Point labels for objects:

******

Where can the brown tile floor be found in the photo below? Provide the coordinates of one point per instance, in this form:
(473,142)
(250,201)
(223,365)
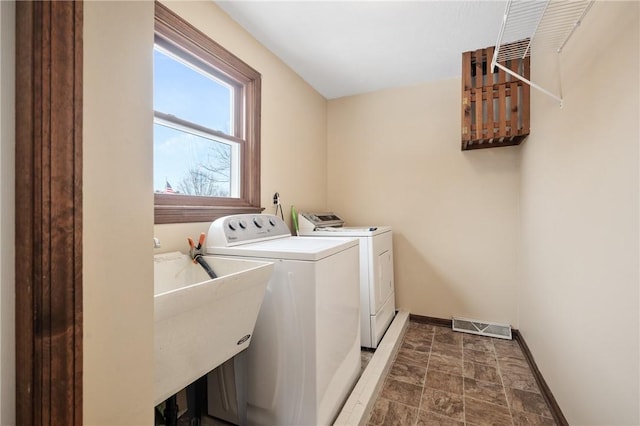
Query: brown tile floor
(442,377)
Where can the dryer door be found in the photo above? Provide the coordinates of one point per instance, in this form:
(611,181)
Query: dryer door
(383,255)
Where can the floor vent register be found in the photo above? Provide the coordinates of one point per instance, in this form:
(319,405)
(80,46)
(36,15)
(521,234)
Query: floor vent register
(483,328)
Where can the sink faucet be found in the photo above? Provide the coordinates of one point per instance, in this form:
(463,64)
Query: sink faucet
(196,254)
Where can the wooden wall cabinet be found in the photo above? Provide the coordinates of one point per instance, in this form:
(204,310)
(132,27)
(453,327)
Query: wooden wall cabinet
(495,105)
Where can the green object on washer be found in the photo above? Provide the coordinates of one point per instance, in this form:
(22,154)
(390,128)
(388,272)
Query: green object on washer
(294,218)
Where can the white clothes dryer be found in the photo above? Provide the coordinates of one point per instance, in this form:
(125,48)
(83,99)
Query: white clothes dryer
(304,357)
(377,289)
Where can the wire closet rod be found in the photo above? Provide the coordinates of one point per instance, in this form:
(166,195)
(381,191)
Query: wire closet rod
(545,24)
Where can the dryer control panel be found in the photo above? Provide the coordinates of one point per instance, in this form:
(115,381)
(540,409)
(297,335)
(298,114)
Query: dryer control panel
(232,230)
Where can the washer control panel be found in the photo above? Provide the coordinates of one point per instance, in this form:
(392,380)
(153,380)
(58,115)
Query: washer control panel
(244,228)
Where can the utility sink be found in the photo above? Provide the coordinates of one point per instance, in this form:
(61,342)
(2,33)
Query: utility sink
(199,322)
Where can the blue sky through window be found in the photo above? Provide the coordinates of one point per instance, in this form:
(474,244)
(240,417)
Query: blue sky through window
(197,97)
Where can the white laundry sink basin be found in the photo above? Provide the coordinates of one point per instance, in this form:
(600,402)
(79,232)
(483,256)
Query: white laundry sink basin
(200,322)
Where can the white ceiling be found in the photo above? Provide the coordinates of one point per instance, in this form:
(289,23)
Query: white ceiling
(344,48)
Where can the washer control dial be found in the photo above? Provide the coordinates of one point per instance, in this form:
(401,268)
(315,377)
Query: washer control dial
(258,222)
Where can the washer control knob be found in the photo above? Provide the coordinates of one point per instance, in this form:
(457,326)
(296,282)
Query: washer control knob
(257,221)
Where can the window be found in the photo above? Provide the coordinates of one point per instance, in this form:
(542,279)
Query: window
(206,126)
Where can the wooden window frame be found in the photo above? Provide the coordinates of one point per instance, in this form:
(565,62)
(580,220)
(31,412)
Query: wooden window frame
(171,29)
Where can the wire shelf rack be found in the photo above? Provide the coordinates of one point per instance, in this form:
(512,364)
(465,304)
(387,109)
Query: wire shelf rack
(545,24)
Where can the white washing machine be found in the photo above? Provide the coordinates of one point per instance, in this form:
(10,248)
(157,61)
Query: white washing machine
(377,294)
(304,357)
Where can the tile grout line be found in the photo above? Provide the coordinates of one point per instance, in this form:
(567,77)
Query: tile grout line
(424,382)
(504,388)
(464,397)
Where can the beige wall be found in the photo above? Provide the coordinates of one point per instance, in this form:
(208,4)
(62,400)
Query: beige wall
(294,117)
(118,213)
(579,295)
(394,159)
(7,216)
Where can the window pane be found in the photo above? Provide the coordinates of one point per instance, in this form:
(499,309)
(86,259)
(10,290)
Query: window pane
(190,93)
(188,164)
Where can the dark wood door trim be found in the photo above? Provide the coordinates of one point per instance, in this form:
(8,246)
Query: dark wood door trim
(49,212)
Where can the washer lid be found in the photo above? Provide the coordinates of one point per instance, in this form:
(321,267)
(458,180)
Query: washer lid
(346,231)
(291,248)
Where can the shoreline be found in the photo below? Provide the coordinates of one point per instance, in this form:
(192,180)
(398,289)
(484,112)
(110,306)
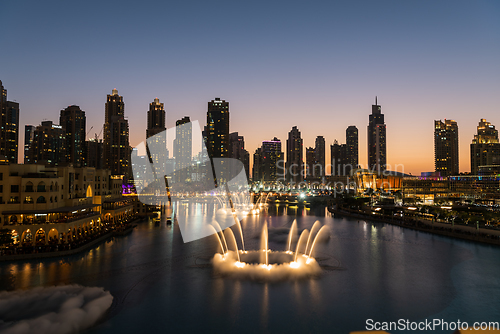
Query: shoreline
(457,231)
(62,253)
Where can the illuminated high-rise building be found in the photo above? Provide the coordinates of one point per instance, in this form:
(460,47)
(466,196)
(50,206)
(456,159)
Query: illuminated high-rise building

******

[To do]:
Present all of the lines above as a Markdown table with two columns, Row and Line. Give each row a number, leave out blank lines, and omit the pictures from the answer.

[Full solution]:
| Row | Line |
|---|---|
| 1 | Where can the brown tile floor be found in the photo below? Provide the coordinates of one point per instance, in this form: |
| 2 | (473,142) |
| 3 | (250,201) |
| 4 | (223,365) |
| 5 | Query: brown tile floor |
| 6 | (442,377) |
| 7 | Where can the dryer door be found in the photo above? Provide the coordinates of one point per instance, in this form: |
| 8 | (611,181) |
| 9 | Query: dryer door |
| 10 | (383,255) |
| 11 | Where can the floor vent register be found in the photo above? Provide the coordinates of one point per instance, in this form: |
| 12 | (319,405) |
| 13 | (80,46) |
| 14 | (36,15) |
| 15 | (521,234) |
| 16 | Query: floor vent register |
| 17 | (483,328) |
| 18 | Where can the sink faucet be found in the photo above? Provide the coordinates of one point per instance, in this form: |
| 19 | (463,64) |
| 20 | Query: sink faucet |
| 21 | (196,254) |
| 22 | Where can the wooden wall cabinet be found in the photo above? Provide the coordinates of one point per instance, in this form: |
| 23 | (204,310) |
| 24 | (132,27) |
| 25 | (453,327) |
| 26 | Query: wooden wall cabinet |
| 27 | (495,105) |
| 28 | Where can the green object on washer be found in the photo above? Provide the coordinates of one point per instance, in this form: |
| 29 | (22,154) |
| 30 | (390,128) |
| 31 | (388,272) |
| 32 | Query: green object on washer |
| 33 | (294,218) |
| 34 | Where can the white clothes dryer be found in the photo above? Provide the coordinates of one point per instance, in this form: |
| 35 | (125,48) |
| 36 | (83,99) |
| 37 | Query: white clothes dryer |
| 38 | (304,357) |
| 39 | (377,289) |
| 40 | Where can the wire closet rod be found in the photo above? Provide the coordinates of one point per instance, in this form: |
| 41 | (166,195) |
| 42 | (381,191) |
| 43 | Query: wire closet rod |
| 44 | (545,24) |
| 45 | Where can the dryer control panel be found in the photo above? Provide the coordinates of one point per instance, in this form: |
| 46 | (115,381) |
| 47 | (540,409) |
| 48 | (297,335) |
| 49 | (298,114) |
| 50 | Query: dryer control panel |
| 51 | (232,230) |
| 52 | Where can the washer control panel be found in the photo above? Provide the coordinates of one point per instance, in this form: |
| 53 | (392,380) |
| 54 | (153,380) |
| 55 | (58,115) |
| 56 | Query: washer control panel |
| 57 | (244,228) |
| 58 | Where can the utility sink be found in the photo above? Provide the coordinates of one point per instance, in this form: |
| 59 | (61,342) |
| 60 | (2,33) |
| 61 | Query: utility sink |
| 62 | (199,322) |
| 63 | Where can the blue sky through window be found in the photo above? Provide the coordinates of one point per instance, in this form: |
| 64 | (474,244) |
| 65 | (240,417) |
| 66 | Query: blue sky through window |
| 67 | (197,97) |
| 68 | Where can the white laundry sink basin be found in the photo above? Provide the coordinates of one point per instance, in this form: |
| 69 | (600,402) |
| 70 | (79,232) |
| 71 | (483,256) |
| 72 | Query: white laundry sink basin |
| 73 | (200,322) |
| 74 | Where can the white ceiling be found in the photo above? Provide the coordinates of one point per instance, in this form: |
| 75 | (289,23) |
| 76 | Query: white ceiling |
| 77 | (344,48) |
| 78 | Where can the washer control dial be found in the photo above? Provide the coordinates of one point per instance, in this form: |
| 79 | (401,268) |
| 80 | (315,377) |
| 81 | Query: washer control dial |
| 82 | (258,222) |
| 83 | Where can the washer control knob be found in the photo above? Provide the coordinates of one point per instance, in this form: |
| 84 | (457,326) |
| 85 | (296,282) |
| 86 | Query: washer control knob |
| 87 | (257,221) |
| 88 | Where can the window be found in the photo above? Provide the coordinates of one point per instance, in this form: |
| 89 | (542,279) |
| 90 | Query: window |
| 91 | (206,126) |
| 92 | Where can the wooden window frame be found in the photo above? Provide the coordinates of one point per instance, in this form: |
| 93 | (565,62) |
| 94 | (580,220) |
| 95 | (31,412) |
| 96 | Query: wooden window frame |
| 97 | (171,29) |
| 98 | Where can the wire shelf rack be found in the photo above? Provide the coordinates of one point per instance, in this form: |
| 99 | (512,364) |
| 100 | (465,304) |
| 101 | (387,109) |
| 102 | Query: wire shelf rack |
| 103 | (545,24) |
| 104 | Where can the white washing machine be found in the photo above? Provide the coordinates of one point per instance, in this form: |
| 105 | (10,248) |
| 106 | (157,61) |
| 107 | Query: white washing machine |
| 108 | (377,294) |
| 109 | (304,357) |
| 110 | Where can the tile grout line be found in the photo above? Provide the coordinates of one point per instance, in this form: |
| 111 | (567,77) |
| 112 | Query: tile grout line |
| 113 | (424,382) |
| 114 | (504,388) |
| 115 | (464,397) |
| 116 | Where can the beige wall be found in the photo above? Provide the coordinates of one point per instance, in this form: |
| 117 | (208,4) |
| 118 | (62,400) |
| 119 | Query: beige wall |
| 120 | (294,117) |
| 121 | (118,213) |
| 122 | (579,295) |
| 123 | (394,159) |
| 124 | (7,216) |
| 125 | Where can the window pane be found in the photo above? Provide the coordinates of one point per instance, in this form: |
| 126 | (499,309) |
| 127 | (86,259) |
| 128 | (10,290) |
| 129 | Query: window pane |
| 130 | (190,93) |
| 131 | (188,164) |
| 132 | Where can the dark wood door trim be found in the photo above? Provide the coordinates of one point per instance, in this form: |
| 133 | (8,246) |
| 134 | Query: dark wood door trim |
| 135 | (49,212) |
| 136 | Where can the washer lid be found in the photo above? Provide the coordinates of one point per instance, in this form: |
| 137 | (321,267) |
| 138 | (458,180) |
| 139 | Query: washer lid |
| 140 | (346,231) |
| 141 | (291,248) |
| 142 | Where can the shoreline be found in the photo below? Provide the coordinates of one point per instance, in this form: |
| 143 | (192,180) |
| 144 | (398,289) |
| 145 | (484,112) |
| 146 | (110,306) |
| 147 | Query: shoreline |
| 148 | (457,231) |
| 149 | (62,253) |
| 150 | Where can the illuminated high-rise building be found in the photo above? Provide the coordinates of one point per instance, in this form: |
| 151 | (460,47) |
| 152 | (466,196) |
| 153 | (50,206) |
| 154 | (456,159) |
| 155 | Query: illuminated high-rise building |